Exercise details. Using the data below, repeat all of it precisely.

Data for the task.

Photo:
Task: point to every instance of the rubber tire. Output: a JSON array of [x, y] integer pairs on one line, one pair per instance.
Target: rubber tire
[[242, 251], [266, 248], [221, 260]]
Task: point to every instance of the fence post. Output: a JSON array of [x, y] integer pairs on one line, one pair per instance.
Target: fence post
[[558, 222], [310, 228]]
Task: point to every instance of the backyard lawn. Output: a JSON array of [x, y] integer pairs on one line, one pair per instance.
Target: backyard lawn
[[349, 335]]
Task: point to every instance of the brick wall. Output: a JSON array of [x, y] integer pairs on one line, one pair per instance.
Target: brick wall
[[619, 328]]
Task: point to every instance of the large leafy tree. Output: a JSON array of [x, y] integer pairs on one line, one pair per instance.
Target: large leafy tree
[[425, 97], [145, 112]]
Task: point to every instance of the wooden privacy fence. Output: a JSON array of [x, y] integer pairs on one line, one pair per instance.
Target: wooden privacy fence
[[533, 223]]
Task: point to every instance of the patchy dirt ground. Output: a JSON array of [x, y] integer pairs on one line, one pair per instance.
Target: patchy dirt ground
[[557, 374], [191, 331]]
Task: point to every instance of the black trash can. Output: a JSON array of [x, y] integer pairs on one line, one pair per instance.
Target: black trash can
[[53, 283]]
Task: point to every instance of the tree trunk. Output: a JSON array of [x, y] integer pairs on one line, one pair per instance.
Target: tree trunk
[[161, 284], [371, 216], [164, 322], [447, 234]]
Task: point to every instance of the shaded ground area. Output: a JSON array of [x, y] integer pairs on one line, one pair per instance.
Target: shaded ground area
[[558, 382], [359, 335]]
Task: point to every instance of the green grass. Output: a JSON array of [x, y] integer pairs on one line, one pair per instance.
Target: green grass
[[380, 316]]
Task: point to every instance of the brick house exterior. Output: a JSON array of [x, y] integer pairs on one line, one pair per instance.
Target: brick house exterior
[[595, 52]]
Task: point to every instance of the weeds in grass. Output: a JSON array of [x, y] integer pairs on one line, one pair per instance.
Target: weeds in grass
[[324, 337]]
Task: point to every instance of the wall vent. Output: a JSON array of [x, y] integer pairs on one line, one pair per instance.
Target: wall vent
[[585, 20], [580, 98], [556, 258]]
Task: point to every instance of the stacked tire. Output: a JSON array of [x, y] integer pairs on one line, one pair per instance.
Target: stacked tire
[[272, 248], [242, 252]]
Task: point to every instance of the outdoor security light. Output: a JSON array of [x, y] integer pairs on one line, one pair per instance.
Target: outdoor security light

Output for this task.
Photo:
Task: point to every instance of the rubber tire. Output: a JSON array of [x, y] integer pairs on one line, one pair per instance.
Target: rubber tire
[[242, 251], [266, 248], [221, 260]]
Task: point to every instance of the fence post. Output: a JSON array of [x, y] integer pairs on one line, one pair per instance.
Target: fence post
[[558, 222], [310, 228]]
Task: point to every instance of the backyard lawn. Output: a JSON array of [x, y] integer pairs on one line, one pair per instance.
Target: backyard lawn
[[349, 335]]
Task: point to every instance of the brick wall. Output: a JSON array of [x, y] integer pairs on one line, one pair per instance.
Target: brick wall
[[619, 328]]
Task: point to every instance of the large leafy tree. Output: a JSON array of [x, y] integer pairs on one line, one pair per instance.
Target: large leafy tree
[[425, 97], [145, 112]]
Task: point to every instance of the wooden privacy fence. Output: a JSON array of [x, y] integer pairs on one line, one pair per instance.
Target: wooden privacy fence
[[533, 223]]
Task: point to every instance of the patchy dirt ground. Output: a JSON array of [x, y] integer pairs on one line, one pair per instance.
Target: patchy dirt ground
[[557, 374], [191, 331]]
Task: point to every instance of the black trash can. Output: a JSON array of [x, y] integer pairs on one line, one pair per instance.
Target: black trash can
[[53, 283]]
Task: point to every instance of the tree trunk. Output: a JSON array of [x, y] integer pairs on one line, one pair per instance.
Target: tree trunk
[[161, 284], [371, 216], [164, 322], [447, 234]]
Task: point to every instance of the shaded ground area. Output: a JSON array of [x, y] integer pairs on one line, one pair per instance.
Target: shaded ground area
[[558, 382], [359, 335]]
Task: point to every instance of the green grass. Output: a JSON array of [x, y] integer pairs on one line, one pair per instance.
Target: green grass
[[380, 316]]
Task: point to every instance of the brick house exterior. Output: a JSON array of [x, y] integer pairs on one line, one pair per instance.
Target: brick house exterior
[[595, 52]]
Task: point to every instance of the weeds in grass. Output: a JSON array of [x, y] integer pairs on one line, one pair per instance.
Target: weeds in grass
[[324, 337]]
Task: point to every instance of the wall vent. Output: a JSON array of [x, y] integer pairs on one line, one pair per instance.
Target: wall vent
[[585, 20], [580, 98], [556, 258]]
Task: point to every instance of the stacked tire. Output: a JSON array of [x, y] integer pairs on one line, one pair per instance.
Target: stacked tire
[[272, 248], [242, 252]]
Task: point to every instance of the outdoor security light. Output: a JSON array of [x, y] integer pairs on one line, one pair per instance.
Target: outdoor security light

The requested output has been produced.